## Stated task 1:
Please copy the passage on Chinese village preservation word for word, from "Luo has spent" to "fall into disrepair.".
## Stated task 2:
Answer these questions about the passage on Chinese village preservation:
(a) What has been built in slum communities in Medellin, Colombia?
(b) What position does Wang Jun hold?
(c) How long is the drive from Songyang to Wenzhou?
## Stated task 3:
Extend the passage on Chinese village preservation by writing what follows its last sentence.

## Selected extract:
┌────────
The idea of using small-scale design interventions to affect larger transformation of Chinese villages recalls the “urban acupuncture” concept that some designers have championed as a way to spur beneficial changes in cities. In Medellin, Colombia, for example, libraries and small museums have been built in slum communities in the hope that they will revitalize formerly neglected areas. While the impact of such interventions is hard to determine empirically, such projects can serve as a powerful signal to residents and officials that these communities are worth investing in.
In Songyang, local officials hope to turn several villages into destinations for tourists, but they also want to avoid the rampant commercialization that has characterized other similar attempts in China: many towns across the country have become cluttered with vendors selling the same tacky trinkets, crowding out the local culture that they aimed to preserve in the first place.
“We want to preserve the local qualities of Pingtian,” says Wang Jun, the county chief of Songyang, an energetic man in his early forties. “We want to make sure the materials used are not too foreign to the style here.”
Interestingly enough, it’s the architectural history experts who are pushing for a more flexible approach to preservation. “In order to think about the tourist market, there must be modern facilities here,” says Luo, a renowned expert on China’s vernacular rural architecture. “How many is up to [the county], but there must be some.”
Luo has spent much of his career writing books and articles on the architecture and history of China’s villages. His efforts to catalogue and preserve the immense variety of rural culture and architecture in China recall the legacy of Liang Sicheng, the famous Chinese architect of the early 20th century who was the first to systematically document China’s architectural history at a time when civil war, the end of the Qing Dynasty, and Western influence caused many historic structures to fall into disrepair.
But unlike Liang, who was mainly concerned with monumental architecture and imperial building traditions, Luo is interested in the architecture of common villages that varies widely from region to region. Originally from a rural area of southern Guangdong province, Luo has lived in Beijing ever since attending college there but spends much of his time on breaks and weekends working in remote villages.
Not content to merely record the history of China’s disappearing villages from the comforts of the ivory tower, Luo has also developed renovation plans and designs for restoring traditional structures in over a hundred villages. His work has taken him from the rice terraces of the Hani minority in Yunnan to historic Ming-dynasty garrison towns in northern Hebei province outside Beijing. In many villages, he has advised officials on how to develop tourism while maintaining the quality of traditional buildings.
“Many villages have the potential to become tourist destinations,” says Luo, “but especially the ones within an hour or two drive from a major city, these will have a much easier time drawing tourists.”
Songyang is a two-hour drive from Wenzhou, the prosperous coastal city whose residents are known for their business acumen and diaspora communities in Europe and the United States. But Songyang is also far off the well-worn tourist trail that many foreigners traverse in search of “authentic” villages—the most popular of which are the water towns near Suzhou in Jiangsu province, and the Huizhou villages of southern Anhui province. Within five years, however, a new high-speed rail station will make Songyang much more accessible.
└────────
## Provided material:
┌────────
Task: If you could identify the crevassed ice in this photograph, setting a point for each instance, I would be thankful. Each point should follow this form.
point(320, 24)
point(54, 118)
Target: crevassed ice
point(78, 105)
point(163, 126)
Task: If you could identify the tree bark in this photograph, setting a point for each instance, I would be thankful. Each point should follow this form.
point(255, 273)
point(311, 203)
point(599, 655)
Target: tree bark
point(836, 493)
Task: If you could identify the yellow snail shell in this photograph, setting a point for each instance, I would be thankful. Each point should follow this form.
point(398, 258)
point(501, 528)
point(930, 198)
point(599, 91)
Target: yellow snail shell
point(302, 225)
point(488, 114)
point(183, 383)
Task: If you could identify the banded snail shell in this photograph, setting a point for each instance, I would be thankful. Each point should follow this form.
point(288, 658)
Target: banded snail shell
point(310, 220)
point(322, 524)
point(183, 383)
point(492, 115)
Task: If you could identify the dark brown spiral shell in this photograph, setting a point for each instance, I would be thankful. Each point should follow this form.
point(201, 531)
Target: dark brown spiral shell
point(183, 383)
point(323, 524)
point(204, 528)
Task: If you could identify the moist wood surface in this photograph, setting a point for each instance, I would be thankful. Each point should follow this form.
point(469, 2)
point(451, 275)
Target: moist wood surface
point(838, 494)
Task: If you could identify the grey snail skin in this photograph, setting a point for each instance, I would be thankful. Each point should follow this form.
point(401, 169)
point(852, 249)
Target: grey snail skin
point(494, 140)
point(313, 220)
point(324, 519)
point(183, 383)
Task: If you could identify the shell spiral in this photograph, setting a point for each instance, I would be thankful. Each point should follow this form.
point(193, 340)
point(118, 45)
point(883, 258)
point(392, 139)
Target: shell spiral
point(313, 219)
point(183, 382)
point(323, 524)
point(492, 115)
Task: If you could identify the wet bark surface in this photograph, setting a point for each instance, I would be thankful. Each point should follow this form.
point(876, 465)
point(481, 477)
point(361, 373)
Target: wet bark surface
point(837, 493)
└────────
## Expected answer 1:
Luo has spent much of his career writing books and articles on the architecture and history of China’s villages. His efforts to catalogue and preserve the immense variety of rural culture and architecture in China recall the legacy of Liang Sicheng, the famous Chinese architect of the early 20th century who was the first to systematically document China’s architectural history at a time when civil war, the end of the Qing Dynasty, and Western influence caused many historic structures to fall into disrepair.

## Expected answer 2:
(a) Libraries and small museums.
(b) He is the county chief of Songyang.
(c) Two hours.

## Expected answer 3:
In addition to his work in Songyang, Luo is one of the experts leading a national initiative of the Ministry of Housing and Urban-Rural Development to designate historic villages, in hopes of building stronger protection for local architecture. As of January 2015, there are 2,555 listed villages nationwide, with 50 of them in Songyang County.
Luo is a realist. He acknowledges that many villages in China will have no future if they fail to develop tourist infrastructure. In this sense, his approach to preservation differs somewhat from certain activists and academics of the New Rural Reconstruction Movement who advocate a return to farming and village life as a larger antidote to the ills of modern urban China.
“At this stage, tourism is the most effective and the easiest way to make an old village survive amidst rapid urbanization,” says Luo with a tone of urgency that suggests an eagerness to find whatever works to help preserve villages. “Tourism brings people from the outside into old villages and creates opportunities for contact between citizens and villagers. Ultimately I believe this will help change the villagers’ value of cultural heritage, from wanting to destroy their old houses to wanting to protect them.”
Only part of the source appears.